# Cyp columbianum



## JasonG (Apr 30, 2016)

Nice twist to the petals. Cyps are just starting here in MD


Sent from my iPhone using Tapatalk


----------



## abax (Apr 30, 2016)

Do you have this one growing directly in your garden or
potted and then set out? I want desperately to grow a
few Cyps. and this one just might grow outside here if it
does in MD. It's lovely.


----------



## monocotman (May 1, 2016)

*Columbianum*

Jason,
Nice flower but my first instinct was that it was wrong.
If you google for photos of this natural hybrid they are pretty much all white pouched with a varying depth of brown in the petals.
I think this plant may be something else.
Regards,
David


----------



## JasonG (May 1, 2016)

David you are correct. This is actually Hank Small. 


Sent from my iPhone using Tapatalk


----------



## JasonG (May 1, 2016)

I have this out in the garden actually one of the ones not potted up and directly in the ground. 


Sent from my iPhone using Tapatalk


----------



## abax (May 2, 2016)

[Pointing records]

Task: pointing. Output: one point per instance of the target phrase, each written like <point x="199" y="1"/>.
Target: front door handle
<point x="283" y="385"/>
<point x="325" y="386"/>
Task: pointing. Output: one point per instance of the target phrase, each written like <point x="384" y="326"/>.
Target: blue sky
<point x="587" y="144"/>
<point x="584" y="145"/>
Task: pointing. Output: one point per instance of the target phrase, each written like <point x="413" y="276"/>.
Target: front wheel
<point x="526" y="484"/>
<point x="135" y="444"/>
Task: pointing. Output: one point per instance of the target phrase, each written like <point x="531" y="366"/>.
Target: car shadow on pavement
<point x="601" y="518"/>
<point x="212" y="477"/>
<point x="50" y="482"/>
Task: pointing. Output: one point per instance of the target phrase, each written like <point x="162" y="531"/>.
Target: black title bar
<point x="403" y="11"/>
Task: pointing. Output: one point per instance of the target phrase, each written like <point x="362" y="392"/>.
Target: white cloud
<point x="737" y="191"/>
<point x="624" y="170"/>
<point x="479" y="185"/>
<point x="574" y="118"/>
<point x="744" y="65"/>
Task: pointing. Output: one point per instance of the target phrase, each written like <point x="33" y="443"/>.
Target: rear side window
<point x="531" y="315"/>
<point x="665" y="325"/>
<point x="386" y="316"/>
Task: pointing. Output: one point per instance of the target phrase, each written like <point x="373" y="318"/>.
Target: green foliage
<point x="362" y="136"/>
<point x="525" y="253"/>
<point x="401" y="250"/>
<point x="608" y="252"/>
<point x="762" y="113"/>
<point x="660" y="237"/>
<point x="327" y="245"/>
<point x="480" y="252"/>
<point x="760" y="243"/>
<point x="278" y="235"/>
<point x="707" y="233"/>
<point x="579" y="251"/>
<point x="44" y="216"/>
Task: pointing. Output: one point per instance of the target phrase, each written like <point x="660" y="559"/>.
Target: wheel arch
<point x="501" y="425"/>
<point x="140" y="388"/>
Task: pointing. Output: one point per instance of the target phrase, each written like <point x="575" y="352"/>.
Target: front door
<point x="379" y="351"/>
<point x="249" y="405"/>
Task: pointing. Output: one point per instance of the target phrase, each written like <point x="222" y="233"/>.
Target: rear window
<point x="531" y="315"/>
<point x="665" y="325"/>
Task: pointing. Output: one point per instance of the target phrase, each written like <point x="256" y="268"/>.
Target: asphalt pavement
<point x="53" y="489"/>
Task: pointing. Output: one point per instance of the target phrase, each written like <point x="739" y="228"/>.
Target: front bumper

- _Goals_
1 > Copy the Cyp columbianum thread in full, word for word.
2 > Find each line in the records that contains the string "door", and copy those lines.
The records are unrelated to the Cyp columbianum thread.

- _Task results_
1 >
# Cyp columbianum



## JasonG (Apr 30, 2016)

Nice twist to the petals. Cyps are just starting here in MD


Sent from my iPhone using Tapatalk


----------



## abax (Apr 30, 2016)

Do you have this one growing directly in your garden or
potted and then set out? I want desperately to grow a
few Cyps. and this one just might grow outside here if it
does in MD. It's lovely.


----------



## monocotman (May 1, 2016)

*Columbianum*

Jason,
Nice flower but my first instinct was that it was wrong.
If you google for photos of this natural hybrid they are pretty much all white pouched with a varying depth of brown in the petals.
I think this plant may be something else.
Regards,
David


----------



## JasonG (May 1, 2016)

David you are correct. This is actually Hank Small. 


Sent from my iPhone using Tapatalk


----------



## JasonG (May 1, 2016)

I have this out in the garden actually one of the ones not potted up and directly in the ground. 


Sent from my iPhone using Tapatalk


----------



## abax (May 2, 2016)

2 >
Target: front door handle
Target: front door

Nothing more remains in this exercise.